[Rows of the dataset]

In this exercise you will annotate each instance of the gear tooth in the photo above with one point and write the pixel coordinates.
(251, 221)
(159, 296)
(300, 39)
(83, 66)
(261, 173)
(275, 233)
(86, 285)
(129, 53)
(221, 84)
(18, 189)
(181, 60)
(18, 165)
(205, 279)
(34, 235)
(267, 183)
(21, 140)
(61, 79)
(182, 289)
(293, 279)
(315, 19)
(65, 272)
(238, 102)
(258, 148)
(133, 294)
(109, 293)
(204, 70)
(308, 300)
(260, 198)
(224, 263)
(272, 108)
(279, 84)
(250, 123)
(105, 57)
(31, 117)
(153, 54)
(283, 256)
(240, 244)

- [Exercise aim] Rescale the lines above by writing each of them out again, requests included, with every point coordinate in the answers multiplied by 1.5 and rounded to the nearest whole number, halves going up.

- [Final answer]
In this exercise you will annotate each instance of the gear tooth in the photo above with one point and write the pixel coordinates.
(377, 332)
(239, 444)
(450, 59)
(125, 99)
(392, 260)
(413, 350)
(129, 428)
(194, 80)
(332, 126)
(27, 284)
(272, 90)
(27, 248)
(308, 419)
(51, 353)
(401, 275)
(32, 210)
(92, 119)
(273, 434)
(440, 419)
(473, 29)
(98, 408)
(357, 153)
(387, 222)
(200, 441)
(164, 440)
(306, 105)
(462, 450)
(390, 297)
(336, 395)
(408, 162)
(419, 126)
(375, 185)
(158, 86)
(47, 176)
(230, 81)
(425, 384)
(360, 366)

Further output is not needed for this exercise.